**Trabajo por hacer:**
(1) En el fragmento sobre la wáswasa, ¿con qué compara al-‘Alâ el Corazón?
(2) Prosigue el fragmento sobre la wáswasa a partir de su última oración.

**Fragmento:**

******

Ŷâbir ibn ‘Ubaida al-‘Adawi se quejó ante al-‘Alâ  ibn Ziyâd de los asaltos de la wáswasa, que enturbiaba su pecho. Al-‘Alâ le dijo: “El Corazón es como una casa junto a la que pasan ladrones. Si la casa está llena, se meten en ella y la saquean. Pero si está vacía, pasan de largo”. Se refiere a que Shaytân no entra en el Corazón vacío de hawà. En el Corán, Allah dice a Shaytân: “No tienes ningún poder en Mis siervos”. Quien se somete a su hawà es siervo de su propia arbitrariedad, de su capricho y de su inconsistencia, mientras que el que se aferra a Allah, es ‘Abdullâh, siervo de Allah, en quien Shaytân no tiene autoridad.

******

**Información extraída:**

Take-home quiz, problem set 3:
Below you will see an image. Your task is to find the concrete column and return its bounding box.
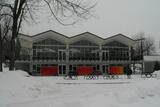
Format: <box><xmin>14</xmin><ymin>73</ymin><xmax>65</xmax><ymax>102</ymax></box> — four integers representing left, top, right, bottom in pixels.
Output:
<box><xmin>29</xmin><ymin>48</ymin><xmax>33</xmax><ymax>73</ymax></box>
<box><xmin>66</xmin><ymin>44</ymin><xmax>69</xmax><ymax>74</ymax></box>
<box><xmin>99</xmin><ymin>44</ymin><xmax>102</xmax><ymax>72</ymax></box>
<box><xmin>128</xmin><ymin>46</ymin><xmax>131</xmax><ymax>61</ymax></box>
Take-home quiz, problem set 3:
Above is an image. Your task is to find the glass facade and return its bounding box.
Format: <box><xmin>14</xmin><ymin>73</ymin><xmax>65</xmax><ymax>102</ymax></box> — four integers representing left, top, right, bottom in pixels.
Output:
<box><xmin>17</xmin><ymin>35</ymin><xmax>131</xmax><ymax>75</ymax></box>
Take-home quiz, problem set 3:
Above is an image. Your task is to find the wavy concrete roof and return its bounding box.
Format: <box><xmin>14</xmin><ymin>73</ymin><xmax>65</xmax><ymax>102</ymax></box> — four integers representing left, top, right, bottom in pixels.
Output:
<box><xmin>19</xmin><ymin>30</ymin><xmax>135</xmax><ymax>47</ymax></box>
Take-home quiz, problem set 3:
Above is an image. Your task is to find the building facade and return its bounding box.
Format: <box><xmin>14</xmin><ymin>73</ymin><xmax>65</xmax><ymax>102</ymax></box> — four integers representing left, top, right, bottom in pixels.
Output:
<box><xmin>16</xmin><ymin>30</ymin><xmax>140</xmax><ymax>75</ymax></box>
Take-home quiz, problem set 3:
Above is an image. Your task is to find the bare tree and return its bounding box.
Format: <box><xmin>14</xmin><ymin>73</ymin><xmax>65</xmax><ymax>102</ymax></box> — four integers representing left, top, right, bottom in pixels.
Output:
<box><xmin>0</xmin><ymin>6</ymin><xmax>11</xmax><ymax>71</ymax></box>
<box><xmin>0</xmin><ymin>0</ymin><xmax>95</xmax><ymax>70</ymax></box>
<box><xmin>134</xmin><ymin>32</ymin><xmax>155</xmax><ymax>59</ymax></box>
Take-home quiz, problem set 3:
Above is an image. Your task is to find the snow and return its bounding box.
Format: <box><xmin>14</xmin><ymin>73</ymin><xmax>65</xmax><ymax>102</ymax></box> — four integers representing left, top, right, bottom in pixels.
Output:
<box><xmin>0</xmin><ymin>69</ymin><xmax>160</xmax><ymax>107</ymax></box>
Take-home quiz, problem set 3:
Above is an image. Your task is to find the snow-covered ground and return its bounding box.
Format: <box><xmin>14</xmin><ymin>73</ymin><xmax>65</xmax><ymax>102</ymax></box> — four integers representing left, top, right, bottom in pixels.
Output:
<box><xmin>0</xmin><ymin>70</ymin><xmax>160</xmax><ymax>107</ymax></box>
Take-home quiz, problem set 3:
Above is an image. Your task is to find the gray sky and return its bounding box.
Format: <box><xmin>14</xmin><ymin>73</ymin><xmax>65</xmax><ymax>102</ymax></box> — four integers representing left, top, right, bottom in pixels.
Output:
<box><xmin>22</xmin><ymin>0</ymin><xmax>160</xmax><ymax>50</ymax></box>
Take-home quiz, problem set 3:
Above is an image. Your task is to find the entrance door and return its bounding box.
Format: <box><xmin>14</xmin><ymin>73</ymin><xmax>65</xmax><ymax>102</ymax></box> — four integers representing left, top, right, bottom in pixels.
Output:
<box><xmin>102</xmin><ymin>65</ymin><xmax>108</xmax><ymax>74</ymax></box>
<box><xmin>58</xmin><ymin>64</ymin><xmax>66</xmax><ymax>75</ymax></box>
<box><xmin>102</xmin><ymin>51</ymin><xmax>109</xmax><ymax>61</ymax></box>
<box><xmin>58</xmin><ymin>50</ymin><xmax>66</xmax><ymax>60</ymax></box>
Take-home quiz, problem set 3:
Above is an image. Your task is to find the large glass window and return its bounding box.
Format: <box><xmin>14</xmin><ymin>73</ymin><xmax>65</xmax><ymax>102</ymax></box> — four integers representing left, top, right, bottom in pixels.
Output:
<box><xmin>33</xmin><ymin>39</ymin><xmax>66</xmax><ymax>60</ymax></box>
<box><xmin>102</xmin><ymin>41</ymin><xmax>129</xmax><ymax>60</ymax></box>
<box><xmin>69</xmin><ymin>40</ymin><xmax>99</xmax><ymax>60</ymax></box>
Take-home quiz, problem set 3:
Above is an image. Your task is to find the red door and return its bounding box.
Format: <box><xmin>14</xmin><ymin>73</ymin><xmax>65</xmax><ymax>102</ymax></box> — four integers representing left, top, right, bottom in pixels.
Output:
<box><xmin>77</xmin><ymin>66</ymin><xmax>93</xmax><ymax>75</ymax></box>
<box><xmin>40</xmin><ymin>66</ymin><xmax>58</xmax><ymax>76</ymax></box>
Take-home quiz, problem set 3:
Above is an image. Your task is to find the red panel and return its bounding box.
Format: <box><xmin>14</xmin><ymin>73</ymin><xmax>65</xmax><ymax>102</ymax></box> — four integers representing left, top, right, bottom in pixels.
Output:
<box><xmin>77</xmin><ymin>66</ymin><xmax>93</xmax><ymax>75</ymax></box>
<box><xmin>109</xmin><ymin>66</ymin><xmax>124</xmax><ymax>75</ymax></box>
<box><xmin>40</xmin><ymin>66</ymin><xmax>58</xmax><ymax>76</ymax></box>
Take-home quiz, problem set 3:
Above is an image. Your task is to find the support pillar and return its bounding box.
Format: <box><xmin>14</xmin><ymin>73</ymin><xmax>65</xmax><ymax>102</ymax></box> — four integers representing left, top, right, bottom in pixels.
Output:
<box><xmin>66</xmin><ymin>44</ymin><xmax>69</xmax><ymax>74</ymax></box>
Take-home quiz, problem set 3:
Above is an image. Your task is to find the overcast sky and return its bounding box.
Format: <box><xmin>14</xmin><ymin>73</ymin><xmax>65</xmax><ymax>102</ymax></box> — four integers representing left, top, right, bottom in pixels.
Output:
<box><xmin>22</xmin><ymin>0</ymin><xmax>160</xmax><ymax>49</ymax></box>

******

**Conjunto de respuestas:**
(1) Con una casa junto a la que pasan ladrones.

(2)
En cierta ocasión, el Profeta (s.a.s.) dijo: “Las abluciones tienen un demonio que se llama Walhân. Buscad refugio en Allah contra él”. Este hadiz es revelador. Nos confirma que la wáswasa es sugestión, una obsesión que amarga la existencia del hombre. Así, algo bueno como las abluciones, imprescindibles para poder entrar en Presencia de Allah, pueden convertirse en una obcecación por la pureza, atando al hombre a sus formalidades e impidiéndole lograr el objetivo que se pretende al realizarlas, y que no es otro que habilitarse para poder acceder a la Presencia. Así, igualmente, el mundo entero es una antesala de al-Âjira, pero entretiene y ofusca de tal modo al necio que lo hipnotiza y enloquece hasta el punto de hacerle perder el objetivo de su existencia.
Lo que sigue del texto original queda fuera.